WHAT TO WORK ON — In the relationship account below, what did the writer do after replying to the apology email?

EXCERPT TO READ —
To start, I am 35 and she is 29. We were together for 5 years. The last year was long distance due to her being in grad school. To which I not only encouraged her to go to, but somewhat supported her financially while she was there. Towards the end of her schooling she started to act distant. She started to hang out with other guys, and generally testing her boundaries with me. Instead of just confronting it, I started to get jealous and just sort of panicky. Then she started to encourage the attention from other guys. So it came to a head when she broke up with me 2 months before finishing school, May of last year. I was devastated.

 

For the next couple months I would get late night phone calls/text messages. Just the general keeping me on the hook while she worked out her feelings. All while this was going on I decided to quit my job, which I only kept to help her through school. Also I moved to a new city, with nothing but what I could fit in my car. Jury is still out if this was a good decision.

 

Well 2 months after moving, October last year, she called because she wanted to see if we could work things out. There happened to be a wedding she wanted me to go to with her. I jumped at the chance. When I arrived she "wanted to work on being friends." I could all ready feel I made a mistake. At the wedding after a couple drinks, she asks me how many people I have hooked up with. In a way that implied she wanted to tell me how many she hooked up with. I said I really didn't want to have this discussion. Curiosity or drink got the better of me and I asked, "well when was the first time you hooked up with someone?" I think she said a month, I don't really remember. What I do remember is saying "Wow at least you let me know how important we were to you" or something of the like. Well that made her cry, and we were quietly at war the rest of the evening. Then, we all get in her friends car to go to the hotel. The car is packed. Of course she sits next to me. She then starts to make out with me. Being drunk I just go with it. At the hotel one thing led to another, and right before we about to have sex she says "This doesn't mean a thing." At that point I was too invested in to moment to care. On the day I was leaving she is talking to another guy on the phone, in a very flirty way, in front of me.

 

So I return to my new city, and decide I've got to let her go. I don't call or text. She occasionally does. I politely respond but don't get to invested. I decide I need to get my mind off of her. I go traveling to visit friends all over the the US for the month of December. Well she doesn't call or text much. Then out of nowhere I get "why did we break up text". I just replied that was really your decision.

 

Next couple of months pass. Sporadic contact. Sometimes its hinting at missing me. Sometimes its just cold. Then 3am 2/14/10, yes people Valentines Day, I get an I miss you text from an unknown number. I knew who it was. I reply "who is this".

Then she calls me, and just cries, saying she misses me crying, she loves me crying. I then hear a male voice say"come on, don't cry" then the phone hangs up. Next day I get a email from her apologizing for the call and the crying. To which I responded its all right it happens to best of us. I change my number.

Collected data
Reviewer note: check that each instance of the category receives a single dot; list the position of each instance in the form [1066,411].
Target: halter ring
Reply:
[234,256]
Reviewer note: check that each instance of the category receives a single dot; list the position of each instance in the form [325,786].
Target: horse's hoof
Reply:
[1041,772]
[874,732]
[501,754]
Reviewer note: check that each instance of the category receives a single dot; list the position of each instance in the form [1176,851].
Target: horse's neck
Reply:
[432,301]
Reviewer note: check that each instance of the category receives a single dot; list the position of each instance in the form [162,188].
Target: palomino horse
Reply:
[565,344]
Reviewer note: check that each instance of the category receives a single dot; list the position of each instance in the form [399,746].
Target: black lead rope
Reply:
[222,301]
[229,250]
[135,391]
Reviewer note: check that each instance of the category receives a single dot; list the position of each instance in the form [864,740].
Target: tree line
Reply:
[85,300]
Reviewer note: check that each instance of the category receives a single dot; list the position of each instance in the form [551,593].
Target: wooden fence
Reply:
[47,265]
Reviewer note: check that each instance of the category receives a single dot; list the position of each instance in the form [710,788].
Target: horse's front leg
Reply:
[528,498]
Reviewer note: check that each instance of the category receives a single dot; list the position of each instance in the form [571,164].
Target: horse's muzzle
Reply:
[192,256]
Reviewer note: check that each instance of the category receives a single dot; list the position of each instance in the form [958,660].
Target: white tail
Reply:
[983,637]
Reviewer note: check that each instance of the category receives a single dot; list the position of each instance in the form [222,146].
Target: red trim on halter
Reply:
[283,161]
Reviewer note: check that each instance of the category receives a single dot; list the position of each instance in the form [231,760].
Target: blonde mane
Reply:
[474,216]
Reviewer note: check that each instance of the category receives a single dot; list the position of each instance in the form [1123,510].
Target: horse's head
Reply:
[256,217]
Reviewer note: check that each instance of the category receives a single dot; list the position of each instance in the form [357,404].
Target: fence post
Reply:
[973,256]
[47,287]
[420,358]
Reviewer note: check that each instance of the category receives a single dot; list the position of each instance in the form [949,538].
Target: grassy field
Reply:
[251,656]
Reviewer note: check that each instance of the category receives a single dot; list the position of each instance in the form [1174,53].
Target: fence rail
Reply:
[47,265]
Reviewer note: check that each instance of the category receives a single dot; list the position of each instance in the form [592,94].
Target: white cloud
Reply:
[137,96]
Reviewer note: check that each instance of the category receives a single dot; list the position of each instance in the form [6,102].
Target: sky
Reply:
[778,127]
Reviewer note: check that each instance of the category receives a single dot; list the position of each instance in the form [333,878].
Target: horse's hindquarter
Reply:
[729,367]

SOLUTION BELOW — The writer changed their phone number.